*Records for processing:*
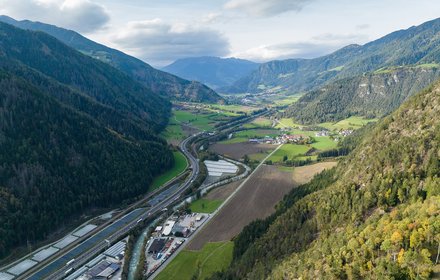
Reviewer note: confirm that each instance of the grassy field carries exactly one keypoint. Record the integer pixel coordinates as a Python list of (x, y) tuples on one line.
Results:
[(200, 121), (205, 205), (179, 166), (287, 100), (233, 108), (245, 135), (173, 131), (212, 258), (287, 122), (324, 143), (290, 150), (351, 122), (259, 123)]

---

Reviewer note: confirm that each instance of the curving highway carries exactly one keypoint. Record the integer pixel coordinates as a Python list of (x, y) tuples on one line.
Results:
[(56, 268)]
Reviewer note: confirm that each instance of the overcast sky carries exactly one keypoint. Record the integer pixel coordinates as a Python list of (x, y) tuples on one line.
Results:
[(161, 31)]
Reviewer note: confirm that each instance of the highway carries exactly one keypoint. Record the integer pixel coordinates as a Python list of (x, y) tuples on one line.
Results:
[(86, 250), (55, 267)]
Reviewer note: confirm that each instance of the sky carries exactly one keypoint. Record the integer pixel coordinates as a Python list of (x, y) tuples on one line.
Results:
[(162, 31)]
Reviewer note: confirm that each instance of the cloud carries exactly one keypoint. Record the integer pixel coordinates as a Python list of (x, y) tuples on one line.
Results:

...

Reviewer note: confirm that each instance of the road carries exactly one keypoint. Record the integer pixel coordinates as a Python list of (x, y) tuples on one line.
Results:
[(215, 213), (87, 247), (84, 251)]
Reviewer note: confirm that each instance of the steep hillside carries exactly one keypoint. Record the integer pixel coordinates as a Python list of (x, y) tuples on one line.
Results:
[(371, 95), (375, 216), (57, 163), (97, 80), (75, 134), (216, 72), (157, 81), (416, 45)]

*Aim of the task:*
List each line in the rows above that contains the string "highway", copying every such line in full.

*Exercise output:*
Reviewer note: confirm that each instance of the curving highway carries exactly one keypoint. Record the integer pixel coordinates as a Python list of (x, y) tuples on one line.
Reviewer note: confirm that each instance of the highway carries exactly one keypoint. Record the integer pixel coordinates as a Python list of (x, y) tuples on one line.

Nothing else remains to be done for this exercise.